▶ **GIVEN TEXT**:

= Beginning of Section =

Extent of facial wrinkles may indicate postmenopausal osteoporosis risk

Recent scientific inquiry conducted at Phoenix's Kronos Longevity Research Institute has indicated that the severity of a postmenopausal woman's facial wrinkles may predict her risk of osteoporosis.

Though it may sound unorthodox, the study is reportedly grounded in rigorous investigation. Scientists presented it in Boston at the 93rd annual conference of the Endocrine Society.

The report was based on data collected in the Kronos Early Estrogen Prevention Study (KEEPS), which followed more than 110 women over the age of 40, all of whom had gone through menopause roughly three years prior.

To qualify for the KEEPS, the participants could not have undergone either hormone replacement therapy or any cosmetic surgery.

Researchers measured the extent and depth of each woman's facial wrinkles and used devices called durometers to test the resistance and elasticity of skin. During the study, the group also tested each participant's bone mass density using dual x-ray absorptiometry tests.

Reproductive endocrinologist Lubna Pal told the conference that her team found a significant correlation between the extent of facial wrinkles and bone loss.

Women with extensive facial wrinkles were much more likely than their postmenopausal peers to suffer from low bone mass, while those with firmer skin tended to have denser bones.

= End of Section =

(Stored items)
= Beginning of Section =

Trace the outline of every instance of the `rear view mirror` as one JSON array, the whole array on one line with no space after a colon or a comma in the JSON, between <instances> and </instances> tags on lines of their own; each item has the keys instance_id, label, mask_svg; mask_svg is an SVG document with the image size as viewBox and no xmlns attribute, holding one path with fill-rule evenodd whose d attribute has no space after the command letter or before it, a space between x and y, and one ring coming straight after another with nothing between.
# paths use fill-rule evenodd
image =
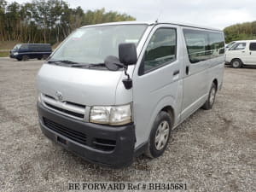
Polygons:
<instances>
[{"instance_id":1,"label":"rear view mirror","mask_svg":"<svg viewBox=\"0 0 256 192\"><path fill-rule=\"evenodd\" d=\"M119 61L125 66L137 63L137 49L135 44L120 44L119 46Z\"/></svg>"}]
</instances>

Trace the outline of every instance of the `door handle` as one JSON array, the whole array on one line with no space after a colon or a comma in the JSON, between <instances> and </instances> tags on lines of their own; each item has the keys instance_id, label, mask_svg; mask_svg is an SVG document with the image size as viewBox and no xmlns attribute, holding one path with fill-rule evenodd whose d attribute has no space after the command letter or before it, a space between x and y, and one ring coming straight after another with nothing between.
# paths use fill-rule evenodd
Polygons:
<instances>
[{"instance_id":1,"label":"door handle","mask_svg":"<svg viewBox=\"0 0 256 192\"><path fill-rule=\"evenodd\" d=\"M189 66L186 66L186 74L189 73Z\"/></svg>"},{"instance_id":2,"label":"door handle","mask_svg":"<svg viewBox=\"0 0 256 192\"><path fill-rule=\"evenodd\" d=\"M179 70L176 70L173 72L173 76L177 75L179 73Z\"/></svg>"}]
</instances>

= End of Section =

▶ **PROBLEM**: Continue the article on facial wrinkles and osteoporosis risk, starting after its last sentence.

▶ **RESPONSE AREA**:
The effect held true regardless of age, body size or site of bone mass measurement, Pal noted. She added that further inquiry may confirm that skin measurements can accurately predict a woman's risk of osteoporosis after menopause.

"Ultimately, we want to know if intensity of skin wrinkles can allow identification of women who are more likely to fracture a bone, especially the femoral neck or the hip, an often fatal injury in older people," she told the convocation.

The National Osteoporosis Foundation (NOF) estimates that one-half of women over the age of 50 will experience an osteoporosis-related fracture in their lifetimes, as will approximately one in four men of that age.

Such injuries can be quite serious, even life-threatening. The NOF states that 24 percent of individuals age 50 or older who suffer an osteoporosis-related hip fracture will die in the year following the injury.